Spring may not be in the air just yet, but that doesn’t mean we aren’t meticulous about planning our wardrobes. With the popularity of Netflix’s show Bridgerton, regal silhouettes are all the rave. Keeping us on-trend for the upcoming season, Mood Fabrics’ Jarrah Dress boasts of Regency-core in all of its opulence. The empire waist is formed by the most delicate gathers. Your eyes are quickly drawn to the deep plunging neckline, complimented with a perfect bow in the center. Beaded trim along the neck and waist adds just the right amount of elegance to this sexy little number! All you need now are the perfect lace gloves and accessories to complete your look. Download this free pattern now and add the Jarrah Dress to your Spring sewing line-up!

Purchase Materials Used Below:
- 3 yards of Premium Suzie Creole Pink Poly Crepe
- 2 yards of Granada Dark Sand Twill Acetate Lining
- 3 yards of Vintage Fancy Pearl Beaded Fringe Trim
- MDF236 – The Jarrah Dress Sewing Pattern (free download below!)
Alternative Recommended Fabrics:
All seam allowances are 1/2″ unless otherwise stated. See chart below for sizing specifications. Note, this specific pattern is available up to a size 30.

For best results, it’s recommended that you make a muslin fit sample before cutting your actual fabric. The deep plunging neckline can be adjusted to your liking, or simply cut the skirt fully on the fold to omit the cutout completely.
Here’s How To Sew:
Bodice: For lightweight fabrics, you can add underlining to your bodice using any of the following: Cotton Broadcloth, Cotton Batiste, Muslin
1. Start by sewing in your darts on the front and back bodice pieces. Press your darts towards the side seam.
2. Next, pin your front bodice to the back bodice at the side seams. Stitch and press seams open.
3. Now, pin your straps to the front bodice, sew and press the seams flat.
4. Sew each of the bow ribbons, turn, press then set them aside. With right sides together start by pining the facing to the bodice. Now, insert each ribbon for the bow at the center front in between the facing and outer bodice. Pin in place. The ribbon should be 1/2″ away from the edge. Start at the bottom of the neckline and sew up to the top of the strap. Leave an opening to turn the strap right side out. Now, sew down along the other side of the strap and across the bodice back and backstitch right before the back strap notch. Turn right side out by pulling the strap through with a loop turner and press. Now sandwich the strap in between the facing and bodice and continue sewing across the back. Turn the finished bodice and press.
Attach Bodice to Skirt:
5. Pin your skirt front to the skirt back at the side seams and sew. Press seams open. Do the same for the skirt lining.
6. Pin your skirt lining to your skirt front at the “V” opening. Sew along with the opening and make sure to pivot keeping the shape. Clip a small cut into the v at the base without cutting the thread. Now turn your lining and press along the opening.
● ● ● ●
* **Stated problem 1**
According to the Jarrah Dress pattern page, what is the largest size in which this pattern is available?
● ● ● ●
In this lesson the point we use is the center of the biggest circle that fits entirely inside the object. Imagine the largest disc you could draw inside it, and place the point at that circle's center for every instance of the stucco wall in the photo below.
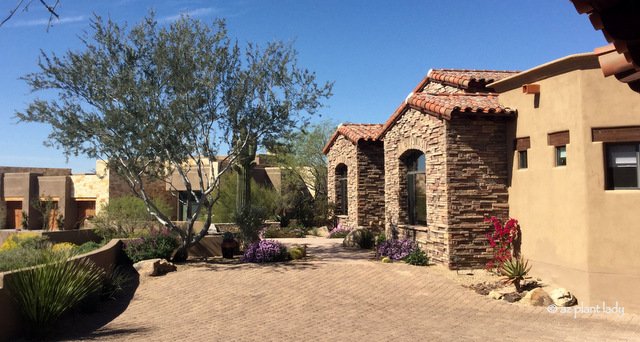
(577, 234)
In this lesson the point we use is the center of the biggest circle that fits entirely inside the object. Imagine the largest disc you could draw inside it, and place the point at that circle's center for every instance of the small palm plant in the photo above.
(514, 271)
(45, 292)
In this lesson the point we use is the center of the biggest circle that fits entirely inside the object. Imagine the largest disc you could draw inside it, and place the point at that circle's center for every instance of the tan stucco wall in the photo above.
(576, 234)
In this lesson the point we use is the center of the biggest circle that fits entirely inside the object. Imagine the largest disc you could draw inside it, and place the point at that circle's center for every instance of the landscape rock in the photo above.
(512, 297)
(562, 297)
(154, 267)
(495, 295)
(537, 297)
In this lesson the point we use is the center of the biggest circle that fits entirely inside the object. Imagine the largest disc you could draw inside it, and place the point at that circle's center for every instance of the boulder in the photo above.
(537, 297)
(562, 297)
(495, 295)
(154, 267)
(360, 237)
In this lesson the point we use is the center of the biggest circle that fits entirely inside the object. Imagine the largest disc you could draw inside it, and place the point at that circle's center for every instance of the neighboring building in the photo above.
(576, 195)
(79, 196)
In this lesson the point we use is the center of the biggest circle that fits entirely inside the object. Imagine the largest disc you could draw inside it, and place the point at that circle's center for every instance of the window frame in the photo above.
(416, 165)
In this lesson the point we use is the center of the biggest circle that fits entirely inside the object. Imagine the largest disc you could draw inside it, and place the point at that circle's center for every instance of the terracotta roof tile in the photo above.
(445, 105)
(355, 133)
(463, 78)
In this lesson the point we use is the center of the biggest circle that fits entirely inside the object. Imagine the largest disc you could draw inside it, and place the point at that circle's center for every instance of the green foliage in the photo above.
(417, 257)
(44, 293)
(157, 245)
(158, 100)
(88, 247)
(25, 240)
(514, 271)
(250, 221)
(297, 252)
(225, 207)
(125, 216)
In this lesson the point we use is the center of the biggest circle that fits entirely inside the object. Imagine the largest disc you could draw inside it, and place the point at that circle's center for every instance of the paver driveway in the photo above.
(341, 297)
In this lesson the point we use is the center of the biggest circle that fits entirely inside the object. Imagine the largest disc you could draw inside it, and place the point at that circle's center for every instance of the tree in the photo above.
(305, 171)
(25, 7)
(274, 93)
(155, 101)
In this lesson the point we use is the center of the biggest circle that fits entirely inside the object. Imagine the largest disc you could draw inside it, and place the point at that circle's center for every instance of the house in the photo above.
(574, 177)
(444, 154)
(556, 147)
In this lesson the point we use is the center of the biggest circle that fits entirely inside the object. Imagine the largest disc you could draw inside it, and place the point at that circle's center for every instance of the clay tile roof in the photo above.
(461, 78)
(445, 105)
(354, 133)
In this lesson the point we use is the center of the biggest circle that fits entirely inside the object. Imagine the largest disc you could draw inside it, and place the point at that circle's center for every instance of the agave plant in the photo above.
(514, 271)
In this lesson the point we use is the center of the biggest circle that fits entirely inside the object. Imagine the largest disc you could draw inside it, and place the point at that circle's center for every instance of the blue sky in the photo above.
(376, 51)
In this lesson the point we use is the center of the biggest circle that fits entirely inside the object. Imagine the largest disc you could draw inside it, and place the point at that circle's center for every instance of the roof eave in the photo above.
● ● ● ●
* **Stated problem 2**
Locate each line in the listing that contains the string "terracotta" and copy those lines out.

* **Task response 1**
Size 30

* **Task response 2**
In this lesson the point we use is the center of the biggest circle that fits entirely inside the object. Imagine the largest disc you could draw inside it, and place the point at that circle's center for every instance of the terracotta roof tile in the photo above.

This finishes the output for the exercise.